» REQUIRED TASK: Reproduce everything from the start of the material down through the line containing "Target: cumulus cloud", word for word and including that line.

» DATASET CONTENT:

--- START ---

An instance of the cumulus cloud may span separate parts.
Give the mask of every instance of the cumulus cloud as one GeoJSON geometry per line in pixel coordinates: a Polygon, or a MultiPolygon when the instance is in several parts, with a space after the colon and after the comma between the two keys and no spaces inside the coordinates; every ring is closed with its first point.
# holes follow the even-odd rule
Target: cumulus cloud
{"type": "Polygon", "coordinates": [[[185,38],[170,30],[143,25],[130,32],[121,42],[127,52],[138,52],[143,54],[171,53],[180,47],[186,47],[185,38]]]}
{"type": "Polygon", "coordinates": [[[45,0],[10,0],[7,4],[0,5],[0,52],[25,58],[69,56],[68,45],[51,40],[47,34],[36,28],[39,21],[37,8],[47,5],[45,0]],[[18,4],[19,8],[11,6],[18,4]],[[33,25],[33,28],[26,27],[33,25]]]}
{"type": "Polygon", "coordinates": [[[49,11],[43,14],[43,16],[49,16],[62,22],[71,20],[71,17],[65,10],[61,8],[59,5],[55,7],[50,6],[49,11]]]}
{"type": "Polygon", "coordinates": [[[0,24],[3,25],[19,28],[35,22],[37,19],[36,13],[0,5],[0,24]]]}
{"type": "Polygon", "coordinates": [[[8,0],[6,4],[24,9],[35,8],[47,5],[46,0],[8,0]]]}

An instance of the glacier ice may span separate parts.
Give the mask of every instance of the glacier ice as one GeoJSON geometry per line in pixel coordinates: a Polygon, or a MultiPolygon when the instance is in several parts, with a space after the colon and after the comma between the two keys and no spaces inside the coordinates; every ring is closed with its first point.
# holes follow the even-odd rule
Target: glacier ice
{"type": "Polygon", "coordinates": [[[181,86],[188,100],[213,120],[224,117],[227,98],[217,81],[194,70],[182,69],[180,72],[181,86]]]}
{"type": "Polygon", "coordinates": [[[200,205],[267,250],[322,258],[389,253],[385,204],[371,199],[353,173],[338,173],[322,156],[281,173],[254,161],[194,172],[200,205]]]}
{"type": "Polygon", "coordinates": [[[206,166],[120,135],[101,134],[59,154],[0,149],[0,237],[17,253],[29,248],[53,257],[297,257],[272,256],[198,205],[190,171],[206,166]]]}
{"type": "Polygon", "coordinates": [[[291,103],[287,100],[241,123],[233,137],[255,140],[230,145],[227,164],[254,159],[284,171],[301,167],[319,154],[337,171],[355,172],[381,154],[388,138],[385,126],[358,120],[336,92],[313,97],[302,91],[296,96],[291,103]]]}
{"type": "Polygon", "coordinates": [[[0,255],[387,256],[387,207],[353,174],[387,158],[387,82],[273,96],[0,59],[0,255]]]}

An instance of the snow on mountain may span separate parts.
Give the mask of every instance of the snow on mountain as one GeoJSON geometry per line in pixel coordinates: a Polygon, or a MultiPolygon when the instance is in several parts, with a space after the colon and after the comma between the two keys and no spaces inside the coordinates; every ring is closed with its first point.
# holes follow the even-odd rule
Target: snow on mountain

--- END ---

» SOLUTION FOR THIS TASK:
An instance of the cumulus cloud may span separate parts.
Give the mask of every instance of the cumulus cloud as one GeoJSON geometry per line in pixel coordinates: a Polygon, or a MultiPolygon when the instance is in several parts, with a space after the colon and after the comma between the two keys and no spaces inside the coordinates; every ring is closed with its first point.
# holes follow the even-odd rule
Target: cumulus cloud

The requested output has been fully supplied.